## Selected excerpt
┄┄┄┄┄┄┄┄┄┄┄┄┄┄┄┄┄┄┄┄

From haunted buildings and historic tales to secret eateries and shops, Brisbane's suburbs are home to all manner of interesting places and stories that not even their own residents know about.
Here are 10 Brisbane suburbs with intriguing secrets to reveal:
The industrial back streets of Salisbury are littered by wartime factories, where during World War II the secret manufacturing of ammunition and machinery was carried out, and factory rooftops painted with swimming pools and parklands to deter the enemy. Today an old bullet factory is now cool café Reload Espresso and the roof of the Renovator's Barn has the relic of a painted swimming pool still visible from the air.
The airport terminal at Archerfield is a splendid 1930s art deco affair, dating from the time when it was Brisbane's main passenger terminal with airlines Ansett ANA and TAA flying out of here. In a family's backyard in Archerfield you'll also find Brisbane's only Peruvian restaurant - La Concita de Don Panchito - and it's the real deal.

┄┄┄┄┄┄┄┄┄┄┄┄┄┄┄┄┄┄┄┄

## Information shown

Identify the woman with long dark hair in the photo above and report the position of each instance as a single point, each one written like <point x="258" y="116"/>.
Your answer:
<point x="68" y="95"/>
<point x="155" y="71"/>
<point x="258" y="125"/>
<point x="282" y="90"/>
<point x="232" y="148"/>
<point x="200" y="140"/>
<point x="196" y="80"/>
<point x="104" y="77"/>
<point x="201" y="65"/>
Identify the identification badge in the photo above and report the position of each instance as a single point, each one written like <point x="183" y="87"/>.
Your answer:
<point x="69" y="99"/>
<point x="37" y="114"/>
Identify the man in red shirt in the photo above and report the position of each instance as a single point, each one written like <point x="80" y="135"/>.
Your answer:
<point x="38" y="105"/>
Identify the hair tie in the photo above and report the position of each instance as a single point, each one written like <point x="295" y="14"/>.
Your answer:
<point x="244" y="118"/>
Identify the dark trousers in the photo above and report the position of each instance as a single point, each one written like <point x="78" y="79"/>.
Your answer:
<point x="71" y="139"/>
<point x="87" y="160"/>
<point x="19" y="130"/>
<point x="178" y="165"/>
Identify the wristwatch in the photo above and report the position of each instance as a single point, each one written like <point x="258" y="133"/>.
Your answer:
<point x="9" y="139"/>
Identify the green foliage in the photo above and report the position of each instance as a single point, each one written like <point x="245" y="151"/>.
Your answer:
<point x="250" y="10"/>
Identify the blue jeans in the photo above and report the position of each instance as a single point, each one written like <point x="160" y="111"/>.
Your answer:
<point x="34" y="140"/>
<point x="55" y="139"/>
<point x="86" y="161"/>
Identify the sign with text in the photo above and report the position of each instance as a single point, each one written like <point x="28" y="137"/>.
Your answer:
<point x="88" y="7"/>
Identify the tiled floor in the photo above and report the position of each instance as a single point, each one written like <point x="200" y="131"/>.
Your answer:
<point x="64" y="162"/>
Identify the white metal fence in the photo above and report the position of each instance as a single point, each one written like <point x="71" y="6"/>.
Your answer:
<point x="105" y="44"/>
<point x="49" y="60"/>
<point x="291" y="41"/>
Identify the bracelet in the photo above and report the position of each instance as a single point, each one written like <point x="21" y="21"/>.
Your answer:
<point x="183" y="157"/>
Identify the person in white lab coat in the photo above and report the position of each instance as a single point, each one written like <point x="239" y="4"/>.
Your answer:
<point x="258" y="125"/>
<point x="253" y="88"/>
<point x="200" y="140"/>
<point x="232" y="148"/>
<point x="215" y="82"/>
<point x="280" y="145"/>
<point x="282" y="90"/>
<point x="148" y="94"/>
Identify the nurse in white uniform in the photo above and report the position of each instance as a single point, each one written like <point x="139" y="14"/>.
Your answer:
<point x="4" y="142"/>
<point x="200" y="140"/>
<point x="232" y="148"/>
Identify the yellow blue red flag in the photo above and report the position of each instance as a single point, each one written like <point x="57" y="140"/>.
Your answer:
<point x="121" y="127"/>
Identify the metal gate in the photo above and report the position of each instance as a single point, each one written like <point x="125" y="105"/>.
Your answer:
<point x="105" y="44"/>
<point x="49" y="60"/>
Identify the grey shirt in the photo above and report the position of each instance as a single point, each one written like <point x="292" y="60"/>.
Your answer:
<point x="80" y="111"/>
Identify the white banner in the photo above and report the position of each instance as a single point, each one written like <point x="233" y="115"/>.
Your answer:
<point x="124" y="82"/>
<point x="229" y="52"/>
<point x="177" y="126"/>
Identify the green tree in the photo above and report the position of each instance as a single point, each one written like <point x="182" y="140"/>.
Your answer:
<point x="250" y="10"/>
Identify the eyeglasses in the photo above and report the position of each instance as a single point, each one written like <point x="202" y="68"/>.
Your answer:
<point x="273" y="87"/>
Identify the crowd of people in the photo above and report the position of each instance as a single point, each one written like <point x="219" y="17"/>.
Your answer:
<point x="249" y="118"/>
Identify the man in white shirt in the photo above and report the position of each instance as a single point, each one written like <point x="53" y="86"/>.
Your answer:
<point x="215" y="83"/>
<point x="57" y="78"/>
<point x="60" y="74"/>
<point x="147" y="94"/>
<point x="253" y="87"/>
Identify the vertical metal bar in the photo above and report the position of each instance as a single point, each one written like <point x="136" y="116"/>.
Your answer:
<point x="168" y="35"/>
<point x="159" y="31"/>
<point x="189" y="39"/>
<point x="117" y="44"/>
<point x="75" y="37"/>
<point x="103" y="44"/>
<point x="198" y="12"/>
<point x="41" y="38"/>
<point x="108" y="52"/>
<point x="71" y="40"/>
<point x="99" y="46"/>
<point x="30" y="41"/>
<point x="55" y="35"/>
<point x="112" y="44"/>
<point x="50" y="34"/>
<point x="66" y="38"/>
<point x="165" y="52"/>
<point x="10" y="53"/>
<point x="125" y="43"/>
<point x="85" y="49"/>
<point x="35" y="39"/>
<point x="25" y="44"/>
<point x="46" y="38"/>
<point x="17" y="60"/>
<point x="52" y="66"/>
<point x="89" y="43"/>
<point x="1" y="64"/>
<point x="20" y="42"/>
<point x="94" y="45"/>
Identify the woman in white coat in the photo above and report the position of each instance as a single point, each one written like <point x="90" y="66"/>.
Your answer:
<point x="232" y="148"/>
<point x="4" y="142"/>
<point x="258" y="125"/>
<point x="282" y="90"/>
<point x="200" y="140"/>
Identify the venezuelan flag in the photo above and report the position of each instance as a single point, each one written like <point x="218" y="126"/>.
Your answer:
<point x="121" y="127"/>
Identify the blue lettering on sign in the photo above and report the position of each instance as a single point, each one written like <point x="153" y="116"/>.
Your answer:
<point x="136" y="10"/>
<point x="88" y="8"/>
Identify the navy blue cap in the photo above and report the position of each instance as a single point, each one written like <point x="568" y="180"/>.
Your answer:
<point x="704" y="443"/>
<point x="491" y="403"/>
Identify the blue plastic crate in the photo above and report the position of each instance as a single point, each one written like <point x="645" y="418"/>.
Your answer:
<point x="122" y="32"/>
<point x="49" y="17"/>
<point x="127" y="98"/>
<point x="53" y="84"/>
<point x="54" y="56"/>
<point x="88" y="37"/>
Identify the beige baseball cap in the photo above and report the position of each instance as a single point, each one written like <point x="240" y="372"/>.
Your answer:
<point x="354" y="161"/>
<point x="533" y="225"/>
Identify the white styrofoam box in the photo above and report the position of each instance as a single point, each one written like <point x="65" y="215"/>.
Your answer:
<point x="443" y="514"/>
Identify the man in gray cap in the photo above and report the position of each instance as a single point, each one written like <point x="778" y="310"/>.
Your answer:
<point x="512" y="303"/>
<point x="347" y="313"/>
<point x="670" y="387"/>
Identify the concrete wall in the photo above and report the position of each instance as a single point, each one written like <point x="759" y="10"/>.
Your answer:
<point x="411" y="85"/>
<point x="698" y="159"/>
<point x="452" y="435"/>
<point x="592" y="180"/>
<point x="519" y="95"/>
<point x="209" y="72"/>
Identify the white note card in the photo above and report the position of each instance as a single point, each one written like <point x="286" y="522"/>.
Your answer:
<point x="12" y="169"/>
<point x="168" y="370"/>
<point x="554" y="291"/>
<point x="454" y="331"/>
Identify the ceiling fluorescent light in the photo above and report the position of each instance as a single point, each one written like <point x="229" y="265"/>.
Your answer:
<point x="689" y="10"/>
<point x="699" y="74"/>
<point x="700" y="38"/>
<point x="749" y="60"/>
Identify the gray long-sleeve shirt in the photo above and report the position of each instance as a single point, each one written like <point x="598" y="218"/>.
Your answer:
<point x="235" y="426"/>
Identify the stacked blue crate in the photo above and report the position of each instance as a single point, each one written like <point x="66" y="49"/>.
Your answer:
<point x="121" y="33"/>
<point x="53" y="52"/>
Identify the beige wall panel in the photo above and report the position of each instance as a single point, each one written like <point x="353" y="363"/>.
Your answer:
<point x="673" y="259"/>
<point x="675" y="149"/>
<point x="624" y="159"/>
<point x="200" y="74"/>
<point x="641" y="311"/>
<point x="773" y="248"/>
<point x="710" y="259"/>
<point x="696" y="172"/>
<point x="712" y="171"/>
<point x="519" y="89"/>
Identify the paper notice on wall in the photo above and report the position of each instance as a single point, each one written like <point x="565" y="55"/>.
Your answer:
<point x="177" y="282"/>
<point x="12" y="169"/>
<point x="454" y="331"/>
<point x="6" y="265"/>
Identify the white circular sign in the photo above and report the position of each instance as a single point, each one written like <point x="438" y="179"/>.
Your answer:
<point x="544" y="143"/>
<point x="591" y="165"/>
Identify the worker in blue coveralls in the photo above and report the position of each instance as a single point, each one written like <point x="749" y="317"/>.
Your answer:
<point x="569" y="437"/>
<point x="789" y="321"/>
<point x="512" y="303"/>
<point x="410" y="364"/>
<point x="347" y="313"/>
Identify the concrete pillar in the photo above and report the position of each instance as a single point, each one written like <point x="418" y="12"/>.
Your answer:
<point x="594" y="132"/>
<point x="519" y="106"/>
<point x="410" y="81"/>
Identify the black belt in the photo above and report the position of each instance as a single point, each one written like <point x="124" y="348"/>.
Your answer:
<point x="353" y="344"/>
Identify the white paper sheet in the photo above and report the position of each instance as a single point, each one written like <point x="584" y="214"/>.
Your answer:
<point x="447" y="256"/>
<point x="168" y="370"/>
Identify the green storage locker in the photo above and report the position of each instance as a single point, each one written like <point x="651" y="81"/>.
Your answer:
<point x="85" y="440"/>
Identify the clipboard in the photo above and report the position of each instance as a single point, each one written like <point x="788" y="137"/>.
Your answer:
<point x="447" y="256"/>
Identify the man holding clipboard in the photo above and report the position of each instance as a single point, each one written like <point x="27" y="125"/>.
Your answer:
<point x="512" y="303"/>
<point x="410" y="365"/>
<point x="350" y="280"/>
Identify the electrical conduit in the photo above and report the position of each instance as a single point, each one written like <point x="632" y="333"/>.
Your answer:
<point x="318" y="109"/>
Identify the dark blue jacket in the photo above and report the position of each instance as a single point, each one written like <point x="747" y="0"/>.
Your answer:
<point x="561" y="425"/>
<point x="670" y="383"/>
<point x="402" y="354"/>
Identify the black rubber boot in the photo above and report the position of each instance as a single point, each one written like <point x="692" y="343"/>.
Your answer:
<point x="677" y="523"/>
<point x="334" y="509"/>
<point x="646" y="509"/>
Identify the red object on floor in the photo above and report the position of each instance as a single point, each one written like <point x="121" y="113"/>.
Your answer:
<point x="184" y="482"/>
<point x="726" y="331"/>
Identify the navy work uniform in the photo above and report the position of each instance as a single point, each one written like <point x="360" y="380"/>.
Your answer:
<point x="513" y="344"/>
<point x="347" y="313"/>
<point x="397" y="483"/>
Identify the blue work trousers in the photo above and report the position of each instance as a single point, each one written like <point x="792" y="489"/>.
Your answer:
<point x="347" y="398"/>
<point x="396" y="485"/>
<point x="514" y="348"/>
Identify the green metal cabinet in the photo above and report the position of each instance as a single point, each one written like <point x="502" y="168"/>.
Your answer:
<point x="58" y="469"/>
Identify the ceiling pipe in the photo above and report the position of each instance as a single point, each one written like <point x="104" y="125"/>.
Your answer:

┄┄┄┄┄┄┄┄┄┄┄┄┄┄┄┄┄┄┄┄

## Activities
1) According to the Brisbane suburbs article, which airlines once flew out of the Archerfield terminal?
2) Retype the Brisbane suburbs article exactly, starting with "Here are 10" and going on through "the real deal.".
The entries come from a different source than the Brisbane suburbs article.

## Responses in order
1) Ansett ANA and TAA

2)
Here are 10 Brisbane suburbs with intriguing secrets to reveal:
The industrial back streets of Salisbury are littered by wartime factories, where during World War II the secret manufacturing of ammunition and machinery was carried out, and factory rooftops painted with swimming pools and parklands to deter the enemy. Today an old bullet factory is now cool café Reload Espresso and the roof of the Renovator's Barn has the relic of a painted swimming pool still visible from the air.
The airport terminal at Archerfield is a splendid 1930s art deco affair, dating from the time when it was Brisbane's main passenger terminal with airlines Ansett ANA and TAA flying out of here. In a family's backyard in Archerfield you'll also find Brisbane's only Peruvian restaurant - La Concita de Don Panchito - and it's the real deal.